(Position annotation listing)
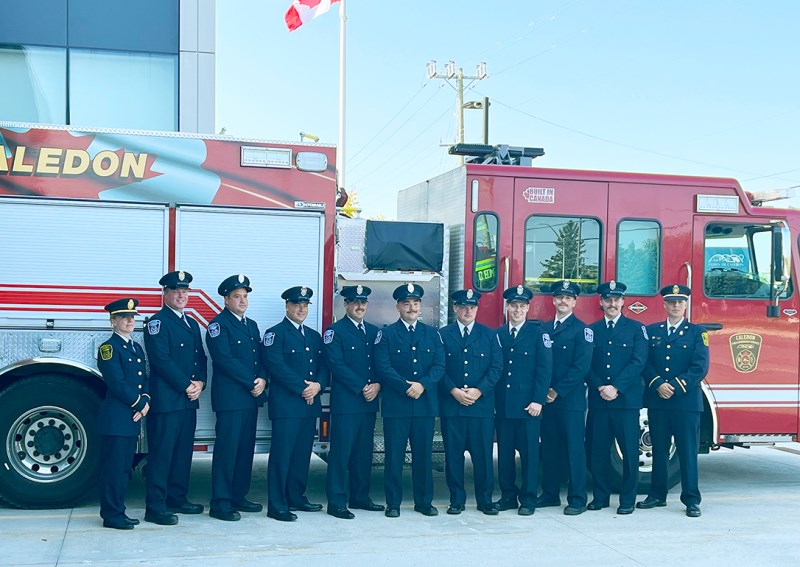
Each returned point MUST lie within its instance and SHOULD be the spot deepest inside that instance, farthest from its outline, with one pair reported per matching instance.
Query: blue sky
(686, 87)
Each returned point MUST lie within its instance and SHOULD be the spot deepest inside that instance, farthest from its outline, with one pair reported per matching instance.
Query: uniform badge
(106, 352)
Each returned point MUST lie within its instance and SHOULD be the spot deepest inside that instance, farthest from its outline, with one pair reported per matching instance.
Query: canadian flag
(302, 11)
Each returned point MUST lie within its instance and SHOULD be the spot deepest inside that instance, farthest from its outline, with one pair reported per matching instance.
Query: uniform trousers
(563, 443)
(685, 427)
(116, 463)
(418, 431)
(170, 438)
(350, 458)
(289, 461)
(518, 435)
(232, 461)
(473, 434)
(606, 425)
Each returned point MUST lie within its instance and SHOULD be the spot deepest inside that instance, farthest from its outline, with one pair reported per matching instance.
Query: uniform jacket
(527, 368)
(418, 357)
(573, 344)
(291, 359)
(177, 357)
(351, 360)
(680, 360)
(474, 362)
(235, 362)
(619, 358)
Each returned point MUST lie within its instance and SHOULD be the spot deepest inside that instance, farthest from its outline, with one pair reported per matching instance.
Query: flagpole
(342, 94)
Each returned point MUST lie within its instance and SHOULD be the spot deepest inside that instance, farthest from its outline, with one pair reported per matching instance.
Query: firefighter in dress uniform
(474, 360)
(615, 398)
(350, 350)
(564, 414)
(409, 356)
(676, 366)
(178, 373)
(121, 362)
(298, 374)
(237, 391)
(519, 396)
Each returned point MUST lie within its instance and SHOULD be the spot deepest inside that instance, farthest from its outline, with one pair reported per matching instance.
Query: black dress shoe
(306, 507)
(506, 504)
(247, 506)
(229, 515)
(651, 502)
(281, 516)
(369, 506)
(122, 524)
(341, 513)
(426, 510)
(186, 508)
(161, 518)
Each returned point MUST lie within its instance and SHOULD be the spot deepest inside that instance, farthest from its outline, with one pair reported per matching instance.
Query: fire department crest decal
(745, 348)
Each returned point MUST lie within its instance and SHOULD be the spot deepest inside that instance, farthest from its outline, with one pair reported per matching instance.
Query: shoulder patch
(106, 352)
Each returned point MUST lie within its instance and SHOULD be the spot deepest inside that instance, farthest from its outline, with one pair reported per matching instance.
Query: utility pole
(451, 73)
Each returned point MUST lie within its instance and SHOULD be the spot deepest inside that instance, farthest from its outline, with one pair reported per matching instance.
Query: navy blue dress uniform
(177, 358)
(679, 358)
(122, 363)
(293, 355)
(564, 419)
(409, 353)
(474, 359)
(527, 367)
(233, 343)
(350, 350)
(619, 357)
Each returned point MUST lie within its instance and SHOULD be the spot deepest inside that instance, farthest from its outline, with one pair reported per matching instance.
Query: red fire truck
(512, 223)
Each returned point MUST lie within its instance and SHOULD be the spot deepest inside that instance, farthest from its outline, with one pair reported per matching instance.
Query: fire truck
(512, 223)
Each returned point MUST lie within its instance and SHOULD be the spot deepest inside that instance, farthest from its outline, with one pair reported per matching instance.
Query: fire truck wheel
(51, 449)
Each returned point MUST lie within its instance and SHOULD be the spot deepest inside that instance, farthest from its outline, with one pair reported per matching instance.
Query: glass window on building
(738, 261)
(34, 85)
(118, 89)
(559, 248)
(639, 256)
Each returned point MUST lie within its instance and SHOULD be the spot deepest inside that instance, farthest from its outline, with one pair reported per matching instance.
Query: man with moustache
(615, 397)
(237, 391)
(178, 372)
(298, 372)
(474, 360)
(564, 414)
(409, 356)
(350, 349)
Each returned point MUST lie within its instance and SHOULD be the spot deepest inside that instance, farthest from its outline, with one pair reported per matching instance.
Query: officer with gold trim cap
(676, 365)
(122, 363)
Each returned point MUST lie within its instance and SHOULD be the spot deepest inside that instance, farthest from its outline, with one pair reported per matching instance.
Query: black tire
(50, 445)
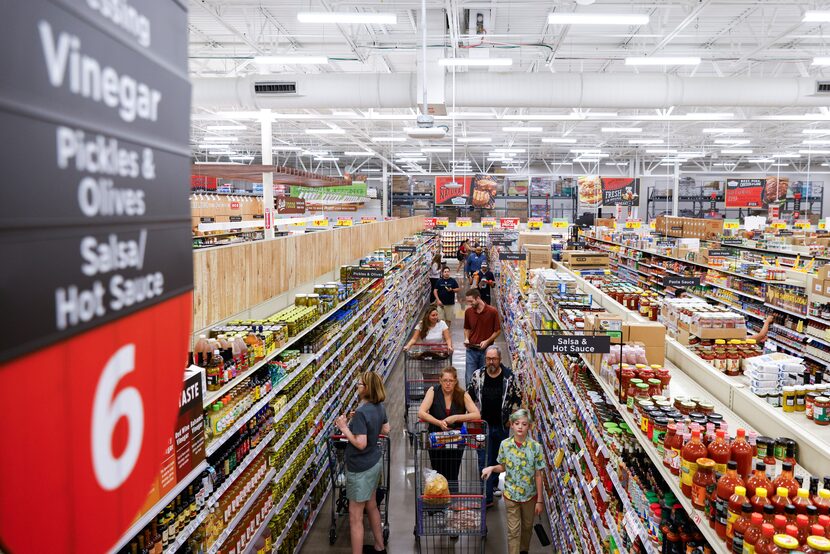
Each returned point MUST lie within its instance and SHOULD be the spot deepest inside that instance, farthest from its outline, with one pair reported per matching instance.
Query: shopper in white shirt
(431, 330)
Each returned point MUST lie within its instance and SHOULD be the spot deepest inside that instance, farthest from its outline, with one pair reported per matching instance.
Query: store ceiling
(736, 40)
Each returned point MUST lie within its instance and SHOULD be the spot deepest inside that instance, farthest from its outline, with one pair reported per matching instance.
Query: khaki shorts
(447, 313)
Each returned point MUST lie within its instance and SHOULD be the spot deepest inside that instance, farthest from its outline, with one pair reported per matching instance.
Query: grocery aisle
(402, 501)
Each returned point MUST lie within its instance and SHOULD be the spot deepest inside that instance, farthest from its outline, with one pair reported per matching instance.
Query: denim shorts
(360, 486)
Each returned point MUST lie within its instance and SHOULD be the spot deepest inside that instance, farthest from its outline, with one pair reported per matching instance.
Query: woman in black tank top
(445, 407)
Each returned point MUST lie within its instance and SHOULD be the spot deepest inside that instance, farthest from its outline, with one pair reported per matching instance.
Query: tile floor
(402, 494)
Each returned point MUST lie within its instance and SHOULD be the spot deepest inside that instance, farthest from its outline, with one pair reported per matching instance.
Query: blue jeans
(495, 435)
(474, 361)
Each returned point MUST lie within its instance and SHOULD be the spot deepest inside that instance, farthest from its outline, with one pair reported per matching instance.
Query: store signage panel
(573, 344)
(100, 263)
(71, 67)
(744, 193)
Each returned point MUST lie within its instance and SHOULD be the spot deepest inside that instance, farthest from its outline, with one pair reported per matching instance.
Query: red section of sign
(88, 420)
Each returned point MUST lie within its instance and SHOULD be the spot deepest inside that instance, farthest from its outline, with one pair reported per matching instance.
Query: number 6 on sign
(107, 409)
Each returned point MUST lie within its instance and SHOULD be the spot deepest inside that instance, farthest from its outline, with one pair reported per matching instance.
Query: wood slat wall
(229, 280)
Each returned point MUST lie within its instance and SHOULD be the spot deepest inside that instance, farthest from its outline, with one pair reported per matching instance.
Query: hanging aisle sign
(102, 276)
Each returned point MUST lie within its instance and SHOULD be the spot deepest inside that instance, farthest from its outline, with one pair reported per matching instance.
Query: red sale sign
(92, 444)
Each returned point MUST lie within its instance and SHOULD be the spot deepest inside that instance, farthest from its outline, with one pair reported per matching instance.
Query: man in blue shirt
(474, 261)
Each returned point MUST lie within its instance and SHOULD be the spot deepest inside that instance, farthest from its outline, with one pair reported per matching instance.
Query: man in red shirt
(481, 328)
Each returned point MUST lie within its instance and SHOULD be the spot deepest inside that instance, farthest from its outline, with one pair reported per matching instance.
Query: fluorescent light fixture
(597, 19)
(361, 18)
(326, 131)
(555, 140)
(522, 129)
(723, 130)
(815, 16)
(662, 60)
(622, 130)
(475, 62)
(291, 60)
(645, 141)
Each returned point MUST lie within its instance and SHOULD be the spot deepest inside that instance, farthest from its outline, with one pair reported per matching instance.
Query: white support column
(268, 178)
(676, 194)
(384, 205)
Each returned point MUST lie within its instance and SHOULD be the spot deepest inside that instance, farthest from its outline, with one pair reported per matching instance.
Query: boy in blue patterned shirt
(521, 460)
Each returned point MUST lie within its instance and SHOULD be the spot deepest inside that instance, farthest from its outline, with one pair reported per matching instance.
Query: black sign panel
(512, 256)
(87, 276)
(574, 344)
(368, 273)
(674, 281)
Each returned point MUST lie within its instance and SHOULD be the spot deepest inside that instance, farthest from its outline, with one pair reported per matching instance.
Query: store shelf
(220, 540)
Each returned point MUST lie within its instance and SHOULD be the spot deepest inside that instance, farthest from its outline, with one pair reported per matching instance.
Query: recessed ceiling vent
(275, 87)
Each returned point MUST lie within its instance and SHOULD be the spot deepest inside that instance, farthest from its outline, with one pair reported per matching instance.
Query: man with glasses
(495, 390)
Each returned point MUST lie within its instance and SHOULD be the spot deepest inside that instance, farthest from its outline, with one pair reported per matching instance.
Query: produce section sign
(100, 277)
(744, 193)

Task statement => Identify each line in the listing above that contains the string "shorts", and copy those lines. Matching is case-sensitive.

Full solution =>
Query: khaki shorts
Query: denim shorts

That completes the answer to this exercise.